◆ EXERCISE
Print each of the entries below verbatim, with every line unchanged.

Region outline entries
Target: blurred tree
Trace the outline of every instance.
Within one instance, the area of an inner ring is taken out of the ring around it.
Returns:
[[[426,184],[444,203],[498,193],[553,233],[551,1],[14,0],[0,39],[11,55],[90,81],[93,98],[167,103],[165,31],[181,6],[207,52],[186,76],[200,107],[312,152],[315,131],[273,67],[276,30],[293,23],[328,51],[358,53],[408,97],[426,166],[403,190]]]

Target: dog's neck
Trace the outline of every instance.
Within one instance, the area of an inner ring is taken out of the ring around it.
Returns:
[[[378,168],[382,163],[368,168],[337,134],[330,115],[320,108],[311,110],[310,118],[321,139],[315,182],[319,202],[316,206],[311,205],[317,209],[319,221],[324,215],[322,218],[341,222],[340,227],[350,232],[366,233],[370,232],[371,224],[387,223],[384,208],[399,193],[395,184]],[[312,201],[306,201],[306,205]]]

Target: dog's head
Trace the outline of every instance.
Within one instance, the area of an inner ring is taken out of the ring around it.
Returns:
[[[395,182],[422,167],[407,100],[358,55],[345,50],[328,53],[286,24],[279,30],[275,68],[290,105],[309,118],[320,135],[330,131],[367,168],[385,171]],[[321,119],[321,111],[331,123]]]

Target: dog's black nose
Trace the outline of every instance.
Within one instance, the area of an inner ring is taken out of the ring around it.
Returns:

◆ OUTPUT OF THE TASK
Target: blurred tree
Trace the outline of every instance.
Within one instance, the area of an inner ring is taken out of the ring around it.
Returns:
[[[426,184],[444,203],[498,193],[553,233],[551,1],[14,0],[0,39],[11,55],[90,81],[93,98],[167,103],[165,31],[181,6],[207,52],[186,76],[200,107],[312,152],[315,131],[273,67],[276,30],[293,23],[328,51],[358,53],[408,97],[426,166],[403,190]]]

Target: dog's neck
Trace the outline of every instance.
Within one instance, the area of an inner ring is taken out of the ring around it.
Returns:
[[[378,168],[382,163],[368,168],[337,134],[330,115],[320,108],[311,110],[310,118],[321,139],[315,182],[319,202],[316,206],[311,205],[317,209],[319,221],[324,215],[322,218],[341,222],[340,227],[350,232],[366,233],[370,232],[371,224],[387,223],[384,208],[399,193],[395,184]],[[312,201],[306,201],[306,205]]]

Target: dog's head
Trace the outline of every instance.
Within one instance, the area of an inner ring is taken out of the ring around it.
Returns:
[[[395,182],[422,167],[407,100],[358,55],[345,50],[328,53],[286,24],[279,30],[275,68],[290,105],[309,118],[320,135],[330,131],[367,168],[385,171]],[[321,119],[321,111],[331,123]]]

Target: dog's black nose
Trace the outline of every instance.
Within one instance, the area of an inner ring is taken out of the ring around it.
Returns:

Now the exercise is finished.